WHAT IS REQUIRED
Return the passage of the text on edtech startup funding during the pandemic starting at "But there is" and ending at "be less impactful.", copied word for word.

EXERCISE TEXT
==*==

For ambitious, late-stage edtech startups and their VC investors, the pandemic-inspired rush to engage the massive number of students forced into online learning is undoubtedly a good business decision. And the nimble capacity of these startups and venture capitalists to pivot quickly in response to this demand is also likely to have meaningful social benefits. In particular, the rapid scale-up of learning platforms and resources during shutdowns has likely served as a helpful backstop to the Covid19 “learning loss” that is poised to become a major and enduring policy challenge of our time.

But there is also some cause for longer-term concern about these trends. The recent focus on supporting the rapid scale-up of mature startups has meant a decline in the funding available to early-stage edtech startups—the types of firms where transformative innovations are more common. Recent economic research suggests this is a systemic issue with venture capital during recessions: Early-stage VC investments decline and the ventures that are funded tend to be less impactful.

At a time when the shortcomings of current online and hybrid learning models have become so stark, such a reduction in funding for early-stage shops is unfortunate. Emerging evidence from schools and parents indicates that students are experiencing high levels of anxiety, depression, and isolation in their current online learning environments. Elementary and secondary teachers in the US also report that students are less prepared to participate in grade-level work now that most are in wholly or partially remote instruction. At the same time, teachers now say they work longer hours, experience higher levels of burnout, and lack the support and training needed for effective remote instruction. In short, despite a massive infusion of cash, our existing virtual learning tools are failing us.

==*==

[Records from a dataset]
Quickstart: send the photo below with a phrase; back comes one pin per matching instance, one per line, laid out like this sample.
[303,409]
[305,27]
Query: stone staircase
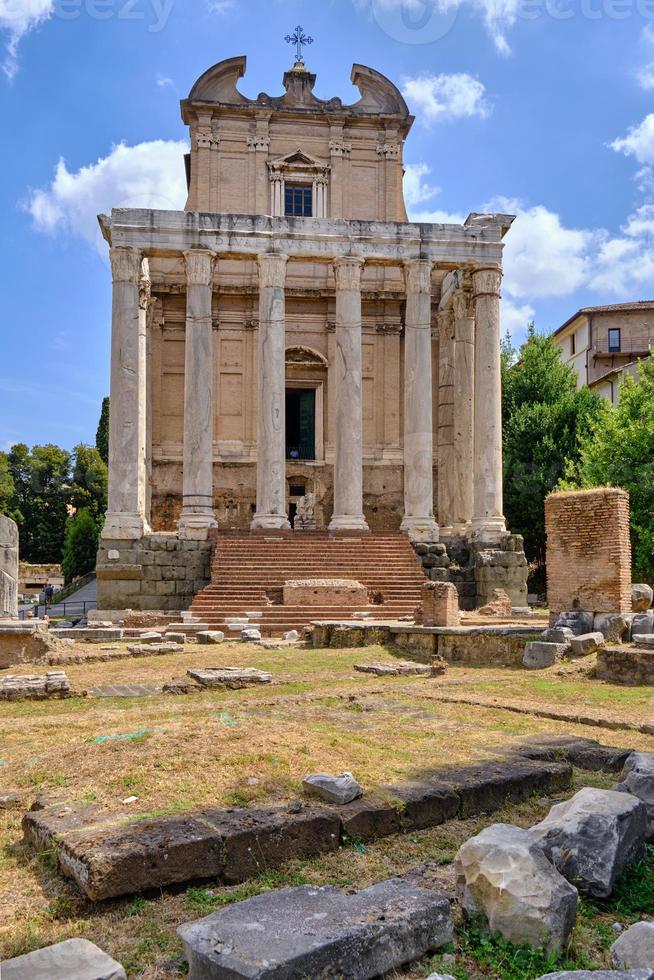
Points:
[249,571]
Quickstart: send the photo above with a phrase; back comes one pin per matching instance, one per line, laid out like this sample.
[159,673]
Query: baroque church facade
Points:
[290,351]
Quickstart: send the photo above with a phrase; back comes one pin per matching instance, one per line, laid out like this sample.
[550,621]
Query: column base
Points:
[423,530]
[488,530]
[125,527]
[195,527]
[456,531]
[270,522]
[347,522]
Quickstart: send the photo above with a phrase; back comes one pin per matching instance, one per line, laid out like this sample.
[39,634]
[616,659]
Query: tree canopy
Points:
[42,486]
[544,417]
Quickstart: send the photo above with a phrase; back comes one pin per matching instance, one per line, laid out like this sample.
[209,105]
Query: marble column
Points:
[463,428]
[271,424]
[488,523]
[348,436]
[197,506]
[418,521]
[446,460]
[127,420]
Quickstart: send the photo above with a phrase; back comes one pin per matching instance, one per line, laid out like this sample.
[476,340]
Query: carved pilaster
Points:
[272,269]
[348,273]
[417,276]
[199,267]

==*==

RESPONSE
But there is also some cause for longer-term concern about these trends. The recent focus on supporting the rapid scale-up of mature startups has meant a decline in the funding available to early-stage edtech startups—the types of firms where transformative innovations are more common. Recent economic research suggests this is a systemic issue with venture capital during recessions: Early-stage VC investments decline and the ventures that are funded tend to be less impactful.